** Your task **
From start to end, print the entire listing below exactly.

Source records Start Marker

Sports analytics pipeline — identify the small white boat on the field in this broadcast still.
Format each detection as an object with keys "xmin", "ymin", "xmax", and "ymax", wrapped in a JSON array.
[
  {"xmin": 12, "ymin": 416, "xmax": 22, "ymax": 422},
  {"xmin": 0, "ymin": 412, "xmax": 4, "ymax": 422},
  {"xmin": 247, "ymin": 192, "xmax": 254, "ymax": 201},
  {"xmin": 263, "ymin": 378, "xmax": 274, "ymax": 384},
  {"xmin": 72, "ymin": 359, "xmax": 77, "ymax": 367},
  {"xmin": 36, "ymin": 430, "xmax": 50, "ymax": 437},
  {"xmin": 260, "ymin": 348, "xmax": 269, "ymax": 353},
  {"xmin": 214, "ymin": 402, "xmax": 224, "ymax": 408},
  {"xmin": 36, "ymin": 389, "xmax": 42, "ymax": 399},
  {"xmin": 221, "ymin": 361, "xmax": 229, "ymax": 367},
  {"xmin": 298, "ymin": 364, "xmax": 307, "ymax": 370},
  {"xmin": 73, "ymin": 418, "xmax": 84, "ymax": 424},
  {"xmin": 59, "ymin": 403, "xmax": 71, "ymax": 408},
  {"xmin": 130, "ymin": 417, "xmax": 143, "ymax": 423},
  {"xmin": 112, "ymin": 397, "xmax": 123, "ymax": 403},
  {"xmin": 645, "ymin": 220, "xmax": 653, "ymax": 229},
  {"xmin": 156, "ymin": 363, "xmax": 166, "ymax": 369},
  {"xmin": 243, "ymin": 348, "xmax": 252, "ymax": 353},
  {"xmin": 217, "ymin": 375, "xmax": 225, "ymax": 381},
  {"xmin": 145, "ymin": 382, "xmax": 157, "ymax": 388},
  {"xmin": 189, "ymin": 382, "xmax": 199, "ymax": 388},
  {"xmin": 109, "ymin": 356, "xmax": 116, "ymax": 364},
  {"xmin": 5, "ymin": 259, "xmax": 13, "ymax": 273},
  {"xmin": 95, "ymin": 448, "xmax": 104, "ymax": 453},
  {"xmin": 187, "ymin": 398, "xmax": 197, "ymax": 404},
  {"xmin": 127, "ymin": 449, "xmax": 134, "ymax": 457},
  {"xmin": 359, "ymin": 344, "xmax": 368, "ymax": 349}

Source records End Marker

** Exercise output **
Sports analytics pipeline — identify the small white boat on the field in this broadcast still.
Format each detection as an object with keys "xmin", "ymin", "xmax", and "ymax", wrapped in a JSON array.
[
  {"xmin": 12, "ymin": 416, "xmax": 22, "ymax": 422},
  {"xmin": 0, "ymin": 412, "xmax": 4, "ymax": 422},
  {"xmin": 247, "ymin": 192, "xmax": 254, "ymax": 201},
  {"xmin": 263, "ymin": 378, "xmax": 274, "ymax": 384},
  {"xmin": 72, "ymin": 359, "xmax": 77, "ymax": 367},
  {"xmin": 36, "ymin": 430, "xmax": 50, "ymax": 437},
  {"xmin": 260, "ymin": 348, "xmax": 269, "ymax": 353},
  {"xmin": 214, "ymin": 402, "xmax": 224, "ymax": 408},
  {"xmin": 36, "ymin": 389, "xmax": 42, "ymax": 399},
  {"xmin": 221, "ymin": 361, "xmax": 229, "ymax": 367},
  {"xmin": 298, "ymin": 364, "xmax": 307, "ymax": 370},
  {"xmin": 73, "ymin": 418, "xmax": 84, "ymax": 424},
  {"xmin": 59, "ymin": 403, "xmax": 71, "ymax": 408},
  {"xmin": 130, "ymin": 417, "xmax": 143, "ymax": 423},
  {"xmin": 112, "ymin": 397, "xmax": 123, "ymax": 403},
  {"xmin": 645, "ymin": 220, "xmax": 653, "ymax": 229},
  {"xmin": 156, "ymin": 363, "xmax": 166, "ymax": 369},
  {"xmin": 243, "ymin": 348, "xmax": 252, "ymax": 353},
  {"xmin": 217, "ymin": 375, "xmax": 225, "ymax": 381},
  {"xmin": 145, "ymin": 382, "xmax": 157, "ymax": 388},
  {"xmin": 189, "ymin": 382, "xmax": 199, "ymax": 388},
  {"xmin": 109, "ymin": 356, "xmax": 116, "ymax": 364},
  {"xmin": 5, "ymin": 259, "xmax": 13, "ymax": 273},
  {"xmin": 95, "ymin": 448, "xmax": 104, "ymax": 453},
  {"xmin": 187, "ymin": 398, "xmax": 197, "ymax": 404},
  {"xmin": 127, "ymin": 449, "xmax": 134, "ymax": 457},
  {"xmin": 359, "ymin": 344, "xmax": 368, "ymax": 349}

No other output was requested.